Segment Start: PROVIDED MATERIAL

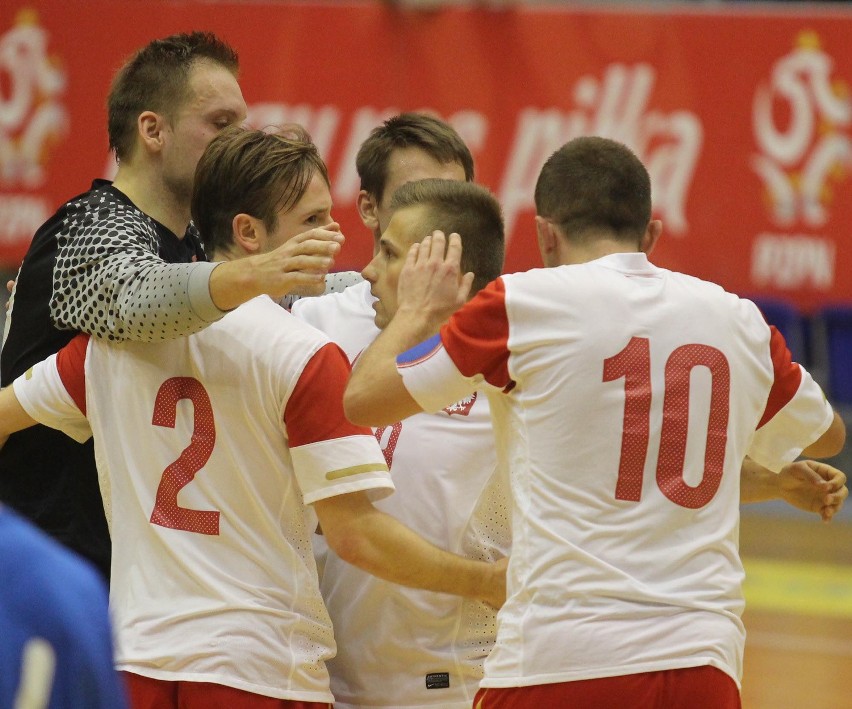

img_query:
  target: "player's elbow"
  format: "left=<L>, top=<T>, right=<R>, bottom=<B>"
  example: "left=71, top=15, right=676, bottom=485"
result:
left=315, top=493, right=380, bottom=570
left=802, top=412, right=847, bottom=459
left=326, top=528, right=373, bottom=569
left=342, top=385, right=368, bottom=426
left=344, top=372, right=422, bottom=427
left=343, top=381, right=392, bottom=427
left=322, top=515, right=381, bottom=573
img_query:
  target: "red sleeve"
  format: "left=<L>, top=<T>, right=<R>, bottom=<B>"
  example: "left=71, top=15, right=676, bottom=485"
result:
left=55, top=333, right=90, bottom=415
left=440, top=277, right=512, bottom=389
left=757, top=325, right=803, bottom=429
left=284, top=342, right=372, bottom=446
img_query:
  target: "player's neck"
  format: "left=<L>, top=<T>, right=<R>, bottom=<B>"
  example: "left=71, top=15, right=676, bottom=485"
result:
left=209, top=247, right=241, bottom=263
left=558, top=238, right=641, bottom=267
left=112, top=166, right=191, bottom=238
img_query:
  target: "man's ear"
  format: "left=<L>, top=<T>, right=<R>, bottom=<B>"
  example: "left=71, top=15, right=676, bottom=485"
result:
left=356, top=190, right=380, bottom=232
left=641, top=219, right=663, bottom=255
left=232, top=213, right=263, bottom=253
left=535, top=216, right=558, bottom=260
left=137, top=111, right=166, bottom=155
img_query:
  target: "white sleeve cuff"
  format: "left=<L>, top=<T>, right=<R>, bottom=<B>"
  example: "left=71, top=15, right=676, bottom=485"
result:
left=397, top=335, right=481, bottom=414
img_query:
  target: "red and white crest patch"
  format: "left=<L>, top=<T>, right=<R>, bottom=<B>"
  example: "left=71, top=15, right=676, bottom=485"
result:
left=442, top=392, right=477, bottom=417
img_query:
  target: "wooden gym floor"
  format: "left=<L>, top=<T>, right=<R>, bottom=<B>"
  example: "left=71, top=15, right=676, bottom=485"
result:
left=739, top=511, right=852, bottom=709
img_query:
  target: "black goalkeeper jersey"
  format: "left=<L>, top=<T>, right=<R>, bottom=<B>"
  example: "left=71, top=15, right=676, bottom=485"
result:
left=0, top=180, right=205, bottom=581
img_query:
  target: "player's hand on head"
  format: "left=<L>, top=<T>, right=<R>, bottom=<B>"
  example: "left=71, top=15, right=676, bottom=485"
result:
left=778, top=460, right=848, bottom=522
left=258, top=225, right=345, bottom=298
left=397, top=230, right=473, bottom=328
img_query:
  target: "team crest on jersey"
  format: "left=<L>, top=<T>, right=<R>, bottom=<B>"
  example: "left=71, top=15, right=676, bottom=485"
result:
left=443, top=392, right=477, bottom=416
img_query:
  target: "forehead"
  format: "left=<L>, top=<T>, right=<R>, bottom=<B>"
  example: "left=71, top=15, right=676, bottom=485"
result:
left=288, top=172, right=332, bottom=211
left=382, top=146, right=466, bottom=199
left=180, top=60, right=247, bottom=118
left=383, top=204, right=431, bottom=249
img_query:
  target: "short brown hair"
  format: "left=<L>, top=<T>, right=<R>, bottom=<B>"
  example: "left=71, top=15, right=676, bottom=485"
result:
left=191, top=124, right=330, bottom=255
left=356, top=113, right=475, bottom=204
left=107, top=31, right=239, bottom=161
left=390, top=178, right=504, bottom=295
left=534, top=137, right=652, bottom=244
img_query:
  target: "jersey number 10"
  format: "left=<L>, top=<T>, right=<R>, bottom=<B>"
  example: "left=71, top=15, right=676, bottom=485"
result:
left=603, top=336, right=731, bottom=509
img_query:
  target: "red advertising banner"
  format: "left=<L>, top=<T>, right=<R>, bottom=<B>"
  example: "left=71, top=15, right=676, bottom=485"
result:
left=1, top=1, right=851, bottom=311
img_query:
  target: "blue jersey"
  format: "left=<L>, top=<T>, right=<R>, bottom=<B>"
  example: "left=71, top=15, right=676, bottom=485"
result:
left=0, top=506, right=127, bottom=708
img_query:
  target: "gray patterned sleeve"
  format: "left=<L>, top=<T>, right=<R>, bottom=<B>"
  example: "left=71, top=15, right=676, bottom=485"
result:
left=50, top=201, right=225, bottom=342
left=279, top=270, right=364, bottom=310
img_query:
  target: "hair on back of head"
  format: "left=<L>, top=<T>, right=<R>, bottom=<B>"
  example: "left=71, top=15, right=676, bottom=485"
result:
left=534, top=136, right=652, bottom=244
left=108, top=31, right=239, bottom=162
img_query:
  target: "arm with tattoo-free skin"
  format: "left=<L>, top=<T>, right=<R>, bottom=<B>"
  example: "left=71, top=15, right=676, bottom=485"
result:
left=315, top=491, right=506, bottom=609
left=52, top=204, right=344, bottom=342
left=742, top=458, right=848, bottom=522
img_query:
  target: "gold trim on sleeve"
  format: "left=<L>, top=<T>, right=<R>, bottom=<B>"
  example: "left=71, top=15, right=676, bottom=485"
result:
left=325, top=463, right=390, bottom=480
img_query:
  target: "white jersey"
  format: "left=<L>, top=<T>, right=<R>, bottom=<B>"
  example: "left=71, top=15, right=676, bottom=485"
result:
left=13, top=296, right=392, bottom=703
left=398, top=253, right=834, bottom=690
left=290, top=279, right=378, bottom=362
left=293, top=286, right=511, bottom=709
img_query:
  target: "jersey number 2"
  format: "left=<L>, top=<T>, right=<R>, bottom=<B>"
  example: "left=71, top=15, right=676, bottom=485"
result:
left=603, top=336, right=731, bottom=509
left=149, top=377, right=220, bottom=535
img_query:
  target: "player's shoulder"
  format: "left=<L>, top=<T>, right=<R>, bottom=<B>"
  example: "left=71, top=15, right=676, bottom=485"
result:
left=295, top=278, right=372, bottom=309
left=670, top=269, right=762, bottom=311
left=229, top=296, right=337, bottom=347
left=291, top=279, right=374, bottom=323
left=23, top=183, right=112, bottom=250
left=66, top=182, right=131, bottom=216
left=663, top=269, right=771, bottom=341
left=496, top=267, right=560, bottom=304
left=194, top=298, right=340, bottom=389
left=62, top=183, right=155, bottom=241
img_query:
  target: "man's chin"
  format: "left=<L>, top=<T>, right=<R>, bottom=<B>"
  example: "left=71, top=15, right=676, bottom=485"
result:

Segment End: PROVIDED MATERIAL

Filter the entries above down to the lines that contain the word "hair".

  target: "short brown hair"
  target: "hair on back of head"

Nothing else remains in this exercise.